(PROMPT 1)
In the article on the proposed Wahiawā landfill, condense the paragraph beginning "ASD spoke with Mike Ewall" into a short bulleted list that keeps its main facts.
(PROMPT 2)
Set down, word for word, everything in the article on the proposed Wahiawā landfill from "ASD spoke with" down to "over populated areas.".

(EXCERPTED PASSAGE)

A controversial proposed landfill in Wahiawā could become an impossibility under pending legislation.
Last year, the City and County of Honolulu’s Department of Environmental Services identified a site northwest of Wahiawā as a potential location for a new landfill on O‘ahu, to eventually take over from the Waimānalo Gulch Sanitary Landfill, which lawmakers have agreed to close in 2028.
Wahiawā residents were not pleased with that selection, citing many concerns, including the site’s position above an aquifer. A January town hall about the issue saw hundreds of heated testifiers against the proposal.
Now, Senate Bill 438, introduced by Wahiawā Sen. Donovan Dela Cruz, would establish regulations on where waste disposal facilities can and can’t be built. While those proposed regulations have fluctuated as lawmakers amend the draft bill, it originally stated that such facilities cannot be built “near or above a significant aquifer.”
Residents and environmentalists are concerned about the potential for leachage, or the possibility for water to seep through the landfill and carry contaminants out of the refuse and into surrounding soil and groundwater.
These concerns are exacerbated by the planned content of the landfill: the facility’s primary use would be to deposit ash generated by the H-POWER trash incinerator.
ASD spoke with Mike Ewall, executive director of Philadelphia-based Energy Justice Network, a 501(c)(3) environmental advocacy organization. He asserts the ash from H-POWER and other waste-to-energy incinerators contains a dangerous amount of toxic heavy metals such as lead, arsenic and cadmium. A landfill for that ash, Ewall said, would need multiple layers of lining to prevent leachage, but even that wouldn’t prevent the risk of windblown ash escaping the landfill and drifting over populated areas.
On the other hand, the bill represents a problem for the county's waste management goals. Testimony from the City and County of Honolulu's Department of Environmental Services has argued that there is simply no other location feasible for a landfill on the island.
“The only legally available and feasible options are above aquifers and on class A or B agricultural land,” county environmental services director Roger Babcock, Jr. wrote in March. “Mayor (Rick) Blangiardi has also stated that the City’s next landfill will not be on the Leeward Coast.”

(STORED DATA)
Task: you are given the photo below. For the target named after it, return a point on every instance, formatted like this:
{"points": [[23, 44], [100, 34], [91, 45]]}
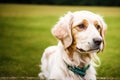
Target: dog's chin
{"points": [[92, 50]]}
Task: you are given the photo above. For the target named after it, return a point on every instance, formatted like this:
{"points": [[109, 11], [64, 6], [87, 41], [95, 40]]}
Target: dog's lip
{"points": [[90, 50]]}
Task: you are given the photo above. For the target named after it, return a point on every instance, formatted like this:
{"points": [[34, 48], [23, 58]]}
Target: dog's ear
{"points": [[104, 28], [62, 30]]}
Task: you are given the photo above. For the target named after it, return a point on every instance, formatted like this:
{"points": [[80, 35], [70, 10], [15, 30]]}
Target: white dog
{"points": [[81, 36]]}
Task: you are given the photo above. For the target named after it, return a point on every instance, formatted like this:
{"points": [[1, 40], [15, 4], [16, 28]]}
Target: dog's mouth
{"points": [[96, 49]]}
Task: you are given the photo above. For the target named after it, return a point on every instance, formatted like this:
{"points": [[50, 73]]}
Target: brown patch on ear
{"points": [[98, 27], [103, 30], [62, 30], [82, 26]]}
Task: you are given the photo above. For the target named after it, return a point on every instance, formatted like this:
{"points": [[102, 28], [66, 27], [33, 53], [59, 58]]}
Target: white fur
{"points": [[52, 62]]}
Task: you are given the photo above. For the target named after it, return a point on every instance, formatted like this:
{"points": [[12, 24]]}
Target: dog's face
{"points": [[83, 30]]}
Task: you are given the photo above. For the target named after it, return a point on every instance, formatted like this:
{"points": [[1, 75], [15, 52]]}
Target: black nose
{"points": [[97, 41]]}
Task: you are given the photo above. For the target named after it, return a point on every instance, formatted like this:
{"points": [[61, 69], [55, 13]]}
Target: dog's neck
{"points": [[78, 59]]}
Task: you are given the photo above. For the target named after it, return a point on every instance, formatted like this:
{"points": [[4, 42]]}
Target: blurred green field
{"points": [[25, 31]]}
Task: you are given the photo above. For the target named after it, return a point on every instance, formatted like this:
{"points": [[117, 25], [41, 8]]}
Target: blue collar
{"points": [[79, 71]]}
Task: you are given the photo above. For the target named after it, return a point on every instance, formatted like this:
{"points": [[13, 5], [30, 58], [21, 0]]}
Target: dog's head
{"points": [[83, 30]]}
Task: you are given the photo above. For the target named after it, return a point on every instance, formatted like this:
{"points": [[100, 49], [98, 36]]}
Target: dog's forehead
{"points": [[81, 15]]}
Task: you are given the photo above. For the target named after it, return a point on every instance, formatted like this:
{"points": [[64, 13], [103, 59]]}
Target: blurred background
{"points": [[25, 31]]}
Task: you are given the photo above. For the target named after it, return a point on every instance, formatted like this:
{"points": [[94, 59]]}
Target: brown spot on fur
{"points": [[98, 27]]}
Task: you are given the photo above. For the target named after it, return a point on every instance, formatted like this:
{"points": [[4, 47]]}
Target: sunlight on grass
{"points": [[25, 31]]}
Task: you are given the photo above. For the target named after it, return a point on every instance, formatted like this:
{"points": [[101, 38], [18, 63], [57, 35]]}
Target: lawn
{"points": [[25, 31]]}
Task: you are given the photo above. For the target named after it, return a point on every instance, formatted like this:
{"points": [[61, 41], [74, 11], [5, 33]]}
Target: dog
{"points": [[80, 35]]}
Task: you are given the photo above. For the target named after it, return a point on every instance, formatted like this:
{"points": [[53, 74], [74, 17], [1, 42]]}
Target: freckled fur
{"points": [[70, 36]]}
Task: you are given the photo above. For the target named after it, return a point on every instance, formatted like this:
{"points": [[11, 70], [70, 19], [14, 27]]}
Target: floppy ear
{"points": [[62, 30], [104, 28]]}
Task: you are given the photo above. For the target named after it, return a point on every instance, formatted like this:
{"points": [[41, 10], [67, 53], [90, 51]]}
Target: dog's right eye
{"points": [[82, 26]]}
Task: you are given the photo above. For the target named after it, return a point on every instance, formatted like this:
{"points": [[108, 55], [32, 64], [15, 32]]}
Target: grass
{"points": [[25, 33]]}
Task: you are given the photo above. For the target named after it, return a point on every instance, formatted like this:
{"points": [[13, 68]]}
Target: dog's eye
{"points": [[98, 27], [81, 26]]}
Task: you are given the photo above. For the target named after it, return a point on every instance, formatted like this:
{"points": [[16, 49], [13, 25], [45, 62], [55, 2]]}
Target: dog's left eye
{"points": [[98, 27], [82, 26]]}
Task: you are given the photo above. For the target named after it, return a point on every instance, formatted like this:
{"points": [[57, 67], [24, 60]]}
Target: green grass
{"points": [[25, 33]]}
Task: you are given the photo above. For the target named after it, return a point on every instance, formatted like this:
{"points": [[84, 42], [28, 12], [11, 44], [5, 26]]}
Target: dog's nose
{"points": [[97, 41]]}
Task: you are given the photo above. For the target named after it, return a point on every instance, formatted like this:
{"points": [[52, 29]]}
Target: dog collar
{"points": [[79, 71]]}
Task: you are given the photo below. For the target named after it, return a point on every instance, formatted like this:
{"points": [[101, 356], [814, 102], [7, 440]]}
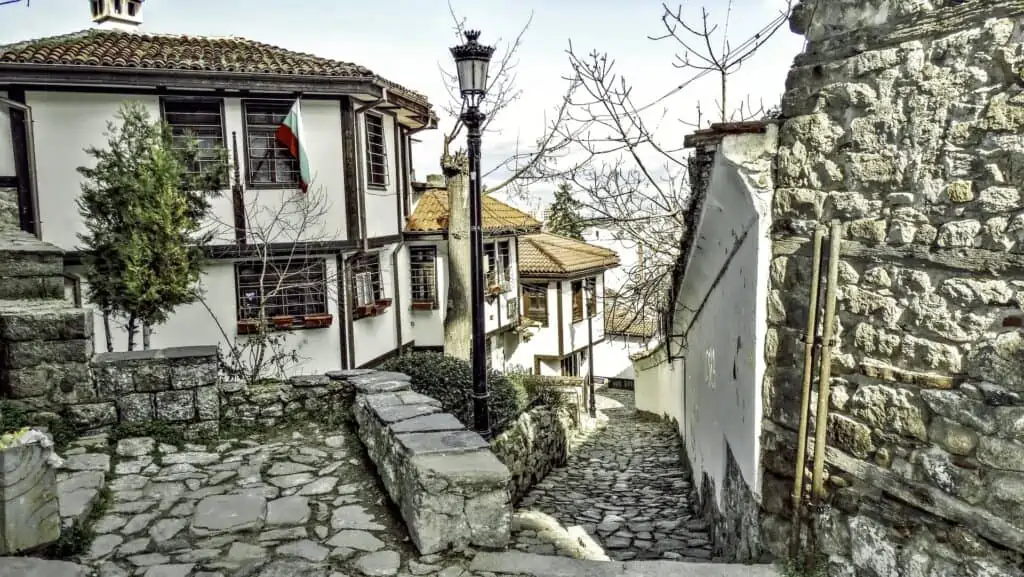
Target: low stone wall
{"points": [[176, 385], [449, 486], [535, 444], [268, 404]]}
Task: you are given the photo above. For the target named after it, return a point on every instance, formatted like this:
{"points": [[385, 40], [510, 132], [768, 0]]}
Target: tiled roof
{"points": [[121, 49], [431, 215], [545, 253]]}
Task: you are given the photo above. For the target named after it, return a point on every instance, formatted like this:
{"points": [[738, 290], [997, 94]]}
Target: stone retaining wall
{"points": [[905, 121], [268, 404], [451, 489], [176, 385], [535, 444]]}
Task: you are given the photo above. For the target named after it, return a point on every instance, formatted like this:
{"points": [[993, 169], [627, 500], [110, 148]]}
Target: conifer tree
{"points": [[143, 204], [564, 217]]}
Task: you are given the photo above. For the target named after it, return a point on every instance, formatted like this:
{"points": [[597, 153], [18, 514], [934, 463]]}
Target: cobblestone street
{"points": [[624, 494]]}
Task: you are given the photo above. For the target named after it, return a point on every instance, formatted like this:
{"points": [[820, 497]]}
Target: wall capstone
{"points": [[451, 489]]}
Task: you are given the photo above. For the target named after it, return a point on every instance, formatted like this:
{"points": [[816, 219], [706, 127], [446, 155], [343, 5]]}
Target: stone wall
{"points": [[450, 488], [535, 444], [269, 403], [175, 385], [906, 124]]}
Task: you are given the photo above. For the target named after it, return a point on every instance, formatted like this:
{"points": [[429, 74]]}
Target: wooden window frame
{"points": [[590, 286], [418, 268], [577, 287], [377, 161], [280, 153], [532, 292], [298, 300], [367, 287], [181, 129]]}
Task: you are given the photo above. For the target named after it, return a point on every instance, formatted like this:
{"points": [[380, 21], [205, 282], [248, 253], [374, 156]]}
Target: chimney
{"points": [[117, 14]]}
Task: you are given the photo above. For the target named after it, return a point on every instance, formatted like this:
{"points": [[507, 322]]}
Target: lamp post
{"points": [[472, 59], [591, 297]]}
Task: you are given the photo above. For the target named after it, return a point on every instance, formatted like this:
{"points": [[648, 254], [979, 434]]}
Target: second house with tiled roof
{"points": [[338, 281]]}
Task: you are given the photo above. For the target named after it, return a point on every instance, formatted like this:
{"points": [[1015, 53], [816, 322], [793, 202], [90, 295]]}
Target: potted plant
{"points": [[29, 498]]}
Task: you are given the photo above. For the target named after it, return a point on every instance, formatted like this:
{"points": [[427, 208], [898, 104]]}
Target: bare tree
{"points": [[634, 181], [528, 165], [276, 278]]}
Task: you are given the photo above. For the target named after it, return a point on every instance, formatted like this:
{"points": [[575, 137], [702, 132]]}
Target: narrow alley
{"points": [[624, 494]]}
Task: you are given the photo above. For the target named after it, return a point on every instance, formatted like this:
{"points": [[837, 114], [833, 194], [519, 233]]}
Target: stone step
{"points": [[520, 564], [30, 268]]}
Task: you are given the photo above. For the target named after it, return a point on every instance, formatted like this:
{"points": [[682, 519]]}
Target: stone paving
{"points": [[295, 503], [624, 494]]}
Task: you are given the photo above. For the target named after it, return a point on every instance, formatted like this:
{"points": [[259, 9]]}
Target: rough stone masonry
{"points": [[904, 119]]}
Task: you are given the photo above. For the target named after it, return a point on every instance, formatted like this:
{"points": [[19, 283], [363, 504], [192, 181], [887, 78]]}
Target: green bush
{"points": [[451, 380]]}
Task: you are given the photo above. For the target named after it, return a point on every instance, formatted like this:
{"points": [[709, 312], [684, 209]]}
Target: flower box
{"points": [[283, 322], [317, 321], [248, 327], [31, 516]]}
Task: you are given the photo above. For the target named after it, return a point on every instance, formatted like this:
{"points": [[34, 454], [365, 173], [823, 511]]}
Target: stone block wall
{"points": [[536, 443], [176, 385], [906, 124], [450, 488], [268, 404]]}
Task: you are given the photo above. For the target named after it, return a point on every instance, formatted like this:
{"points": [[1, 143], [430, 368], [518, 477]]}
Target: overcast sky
{"points": [[407, 40]]}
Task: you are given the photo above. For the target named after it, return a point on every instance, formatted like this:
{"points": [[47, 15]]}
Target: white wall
{"points": [[6, 143], [658, 385], [320, 349], [611, 357], [721, 312]]}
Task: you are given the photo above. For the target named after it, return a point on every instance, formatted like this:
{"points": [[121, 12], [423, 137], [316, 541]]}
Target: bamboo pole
{"points": [[805, 399], [824, 374]]}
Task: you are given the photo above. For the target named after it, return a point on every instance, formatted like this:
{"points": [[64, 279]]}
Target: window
{"points": [[376, 152], [294, 288], [505, 259], [269, 163], [423, 273], [497, 262], [368, 291], [201, 121], [577, 301], [536, 300], [591, 287]]}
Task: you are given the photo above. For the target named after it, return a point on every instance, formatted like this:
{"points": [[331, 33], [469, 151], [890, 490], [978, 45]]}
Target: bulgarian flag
{"points": [[290, 134]]}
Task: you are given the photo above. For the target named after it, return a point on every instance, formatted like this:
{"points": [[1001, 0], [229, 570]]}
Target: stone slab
{"points": [[399, 413], [428, 423], [546, 566], [29, 567], [441, 442]]}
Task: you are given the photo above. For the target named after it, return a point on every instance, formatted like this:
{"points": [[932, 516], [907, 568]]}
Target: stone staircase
{"points": [[520, 564], [45, 348]]}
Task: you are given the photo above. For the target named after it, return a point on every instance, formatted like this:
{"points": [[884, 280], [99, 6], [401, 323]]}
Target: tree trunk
{"points": [[131, 331], [108, 333], [457, 322]]}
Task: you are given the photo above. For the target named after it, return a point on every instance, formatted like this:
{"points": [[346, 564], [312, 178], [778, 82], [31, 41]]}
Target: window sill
{"points": [[287, 323], [372, 310]]}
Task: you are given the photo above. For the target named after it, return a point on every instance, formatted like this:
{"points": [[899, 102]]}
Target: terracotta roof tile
{"points": [[545, 253], [121, 49], [430, 215]]}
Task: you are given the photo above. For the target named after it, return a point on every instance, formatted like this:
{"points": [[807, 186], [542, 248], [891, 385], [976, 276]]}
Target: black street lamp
{"points": [[472, 59]]}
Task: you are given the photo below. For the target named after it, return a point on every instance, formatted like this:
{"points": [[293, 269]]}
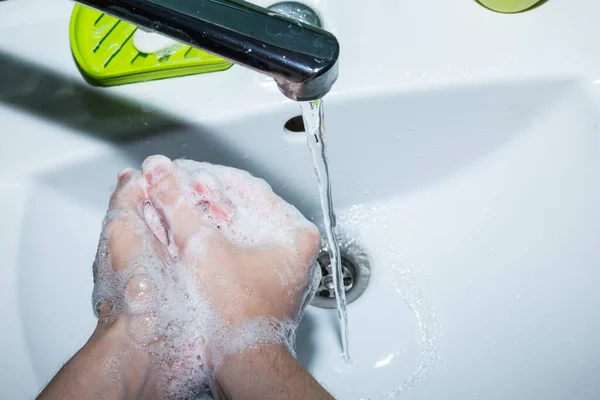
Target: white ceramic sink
{"points": [[475, 195]]}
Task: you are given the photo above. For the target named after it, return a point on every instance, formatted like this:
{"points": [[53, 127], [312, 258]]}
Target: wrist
{"points": [[242, 374], [122, 363]]}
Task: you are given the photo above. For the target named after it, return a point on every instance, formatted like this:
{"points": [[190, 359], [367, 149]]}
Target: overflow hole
{"points": [[295, 124]]}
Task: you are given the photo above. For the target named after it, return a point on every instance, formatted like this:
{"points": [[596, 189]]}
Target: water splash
{"points": [[312, 112]]}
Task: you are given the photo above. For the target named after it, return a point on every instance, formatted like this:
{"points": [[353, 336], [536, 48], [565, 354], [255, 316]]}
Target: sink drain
{"points": [[356, 271]]}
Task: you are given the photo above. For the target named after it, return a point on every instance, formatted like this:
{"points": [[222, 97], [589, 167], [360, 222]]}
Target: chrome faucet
{"points": [[302, 59]]}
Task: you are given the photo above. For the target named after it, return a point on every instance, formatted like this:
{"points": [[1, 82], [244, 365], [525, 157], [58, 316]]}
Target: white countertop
{"points": [[386, 45]]}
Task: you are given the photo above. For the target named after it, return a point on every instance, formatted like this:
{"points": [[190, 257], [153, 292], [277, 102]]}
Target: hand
{"points": [[200, 262]]}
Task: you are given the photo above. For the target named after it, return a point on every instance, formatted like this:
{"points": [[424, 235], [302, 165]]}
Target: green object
{"points": [[103, 48], [509, 6]]}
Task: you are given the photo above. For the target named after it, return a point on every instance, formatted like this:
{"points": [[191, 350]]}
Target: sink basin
{"points": [[476, 205], [471, 185]]}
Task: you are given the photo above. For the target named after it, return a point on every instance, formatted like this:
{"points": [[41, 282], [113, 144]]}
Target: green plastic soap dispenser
{"points": [[510, 6]]}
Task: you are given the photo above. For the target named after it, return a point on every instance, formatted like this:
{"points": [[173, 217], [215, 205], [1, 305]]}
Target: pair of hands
{"points": [[184, 221]]}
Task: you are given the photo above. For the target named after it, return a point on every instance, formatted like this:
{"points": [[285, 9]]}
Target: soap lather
{"points": [[302, 59]]}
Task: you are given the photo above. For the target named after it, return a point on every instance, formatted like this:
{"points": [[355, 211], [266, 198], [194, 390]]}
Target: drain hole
{"points": [[295, 124], [356, 272]]}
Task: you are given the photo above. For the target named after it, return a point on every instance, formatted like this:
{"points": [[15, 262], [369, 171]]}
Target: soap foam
{"points": [[166, 314], [154, 43]]}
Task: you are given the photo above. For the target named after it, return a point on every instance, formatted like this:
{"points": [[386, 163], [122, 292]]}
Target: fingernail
{"points": [[124, 175]]}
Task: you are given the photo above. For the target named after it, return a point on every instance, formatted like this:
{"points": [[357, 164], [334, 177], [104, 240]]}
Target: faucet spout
{"points": [[302, 59]]}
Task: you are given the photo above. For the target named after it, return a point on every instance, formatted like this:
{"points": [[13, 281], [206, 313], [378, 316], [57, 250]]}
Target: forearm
{"points": [[267, 373], [105, 368]]}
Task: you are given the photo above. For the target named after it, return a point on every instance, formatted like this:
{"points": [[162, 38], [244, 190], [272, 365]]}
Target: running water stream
{"points": [[312, 112]]}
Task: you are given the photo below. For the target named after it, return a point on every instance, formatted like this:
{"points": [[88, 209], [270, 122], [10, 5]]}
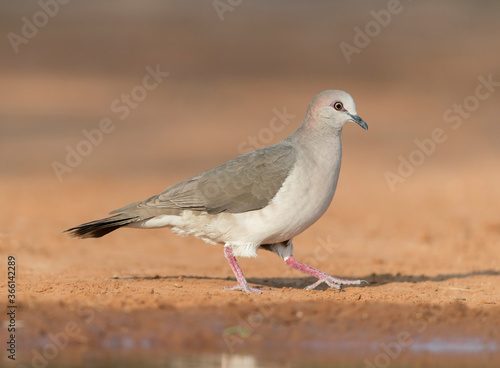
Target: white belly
{"points": [[301, 201]]}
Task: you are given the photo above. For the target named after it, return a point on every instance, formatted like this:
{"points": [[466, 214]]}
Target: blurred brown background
{"points": [[226, 76]]}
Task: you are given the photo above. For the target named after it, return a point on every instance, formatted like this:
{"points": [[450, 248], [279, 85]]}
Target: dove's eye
{"points": [[338, 106]]}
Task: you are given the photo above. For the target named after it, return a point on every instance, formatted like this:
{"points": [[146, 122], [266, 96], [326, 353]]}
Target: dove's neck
{"points": [[320, 140], [321, 148]]}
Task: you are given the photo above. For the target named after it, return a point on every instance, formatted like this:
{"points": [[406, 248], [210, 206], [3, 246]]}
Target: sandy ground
{"points": [[428, 246]]}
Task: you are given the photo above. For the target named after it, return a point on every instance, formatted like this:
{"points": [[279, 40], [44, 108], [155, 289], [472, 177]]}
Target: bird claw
{"points": [[334, 282], [245, 288]]}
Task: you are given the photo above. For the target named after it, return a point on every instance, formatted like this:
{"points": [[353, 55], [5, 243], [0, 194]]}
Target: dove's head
{"points": [[332, 109]]}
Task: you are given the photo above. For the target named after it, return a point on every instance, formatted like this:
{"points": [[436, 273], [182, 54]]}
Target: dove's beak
{"points": [[359, 121]]}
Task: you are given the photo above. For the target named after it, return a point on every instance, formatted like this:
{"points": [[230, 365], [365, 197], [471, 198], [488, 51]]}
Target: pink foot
{"points": [[246, 288], [333, 282], [242, 282]]}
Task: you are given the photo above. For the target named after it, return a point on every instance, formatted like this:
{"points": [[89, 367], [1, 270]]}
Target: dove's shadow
{"points": [[373, 280]]}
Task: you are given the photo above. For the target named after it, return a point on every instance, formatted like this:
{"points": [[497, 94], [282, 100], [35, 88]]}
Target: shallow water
{"points": [[459, 352]]}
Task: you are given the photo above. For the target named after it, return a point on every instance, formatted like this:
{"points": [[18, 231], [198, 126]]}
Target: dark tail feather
{"points": [[98, 228]]}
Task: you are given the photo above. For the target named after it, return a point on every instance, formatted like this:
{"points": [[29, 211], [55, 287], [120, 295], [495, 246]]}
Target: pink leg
{"points": [[333, 282], [242, 282]]}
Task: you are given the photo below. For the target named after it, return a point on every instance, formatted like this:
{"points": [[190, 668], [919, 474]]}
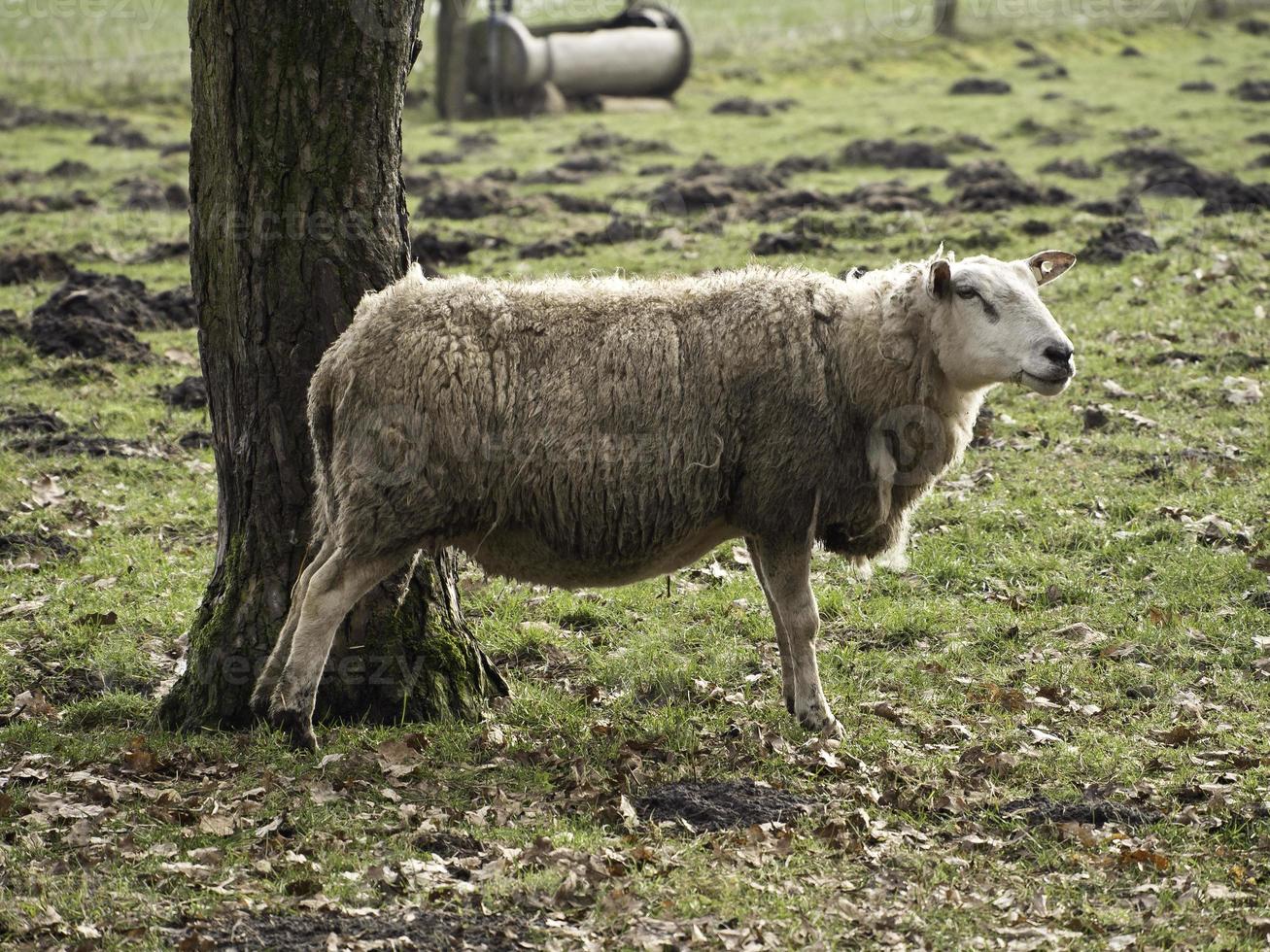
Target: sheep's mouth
{"points": [[1046, 386]]}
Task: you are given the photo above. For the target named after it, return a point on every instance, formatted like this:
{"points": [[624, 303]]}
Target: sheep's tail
{"points": [[322, 422]]}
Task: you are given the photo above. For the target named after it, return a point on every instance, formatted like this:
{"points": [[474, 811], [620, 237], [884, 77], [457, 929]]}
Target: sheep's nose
{"points": [[1059, 355]]}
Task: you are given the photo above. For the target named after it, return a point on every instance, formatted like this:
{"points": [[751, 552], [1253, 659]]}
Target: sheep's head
{"points": [[991, 326]]}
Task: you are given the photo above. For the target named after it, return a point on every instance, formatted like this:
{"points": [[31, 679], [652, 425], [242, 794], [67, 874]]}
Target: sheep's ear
{"points": [[939, 282], [1049, 265]]}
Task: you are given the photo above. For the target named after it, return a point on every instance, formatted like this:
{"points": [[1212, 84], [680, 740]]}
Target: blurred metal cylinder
{"points": [[645, 52]]}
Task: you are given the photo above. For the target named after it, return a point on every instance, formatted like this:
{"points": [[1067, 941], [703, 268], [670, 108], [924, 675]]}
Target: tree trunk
{"points": [[298, 210]]}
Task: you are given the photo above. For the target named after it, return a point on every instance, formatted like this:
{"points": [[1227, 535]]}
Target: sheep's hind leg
{"points": [[268, 678], [787, 567], [333, 591], [781, 637]]}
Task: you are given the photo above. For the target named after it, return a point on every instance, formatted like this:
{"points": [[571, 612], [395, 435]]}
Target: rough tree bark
{"points": [[297, 211]]}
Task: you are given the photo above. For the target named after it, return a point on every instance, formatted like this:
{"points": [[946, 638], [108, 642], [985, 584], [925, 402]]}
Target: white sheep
{"points": [[606, 430]]}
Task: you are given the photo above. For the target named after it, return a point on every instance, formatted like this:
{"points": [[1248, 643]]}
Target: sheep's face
{"points": [[993, 327]]}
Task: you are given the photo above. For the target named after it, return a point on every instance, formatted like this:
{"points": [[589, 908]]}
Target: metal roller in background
{"points": [[642, 52]]}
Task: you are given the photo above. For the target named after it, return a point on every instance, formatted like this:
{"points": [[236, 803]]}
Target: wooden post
{"points": [[452, 58]]}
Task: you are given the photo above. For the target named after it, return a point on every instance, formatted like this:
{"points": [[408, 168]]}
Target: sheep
{"points": [[597, 431]]}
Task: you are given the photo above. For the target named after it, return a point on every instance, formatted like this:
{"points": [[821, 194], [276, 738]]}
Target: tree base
{"points": [[402, 654]]}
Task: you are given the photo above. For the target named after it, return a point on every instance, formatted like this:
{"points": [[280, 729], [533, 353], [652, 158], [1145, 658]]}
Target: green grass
{"points": [[984, 697]]}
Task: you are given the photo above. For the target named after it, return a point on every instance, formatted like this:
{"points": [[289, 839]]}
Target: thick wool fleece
{"points": [[596, 431]]}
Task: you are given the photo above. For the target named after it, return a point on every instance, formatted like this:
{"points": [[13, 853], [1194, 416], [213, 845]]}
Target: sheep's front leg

(EXERCISE ANSWER 1)
- Mike Ewall is executive director of Energy Justice Network, a Philadelphia-based 501(c)(3) environmental advocacy organization.
- He asserts that ash from H-POWER and other waste-to-energy incinerators contains dangerous amounts of toxic heavy metals such as lead, arsenic and cadmium.
- He said a landfill for that ash would need multiple layers of lining to prevent leachage.
- Even with lining, windblown ash could escape the landfill and drift over populated areas.

(EXERCISE ANSWER 2)
ASD spoke with Mike Ewall, executive director of Philadelphia-based Energy Justice Network, a 501(c)(3) environmental advocacy organization. He asserts the ash from H-POWER and other waste-to-energy incinerators contains a dangerous amount of toxic heavy metals such as lead, arsenic and cadmium. A landfill for that ash, Ewall said, would need multiple layers of lining to prevent leachage, but even that wouldn’t prevent the risk of windblown ash escaping the landfill and drifting over populated areas.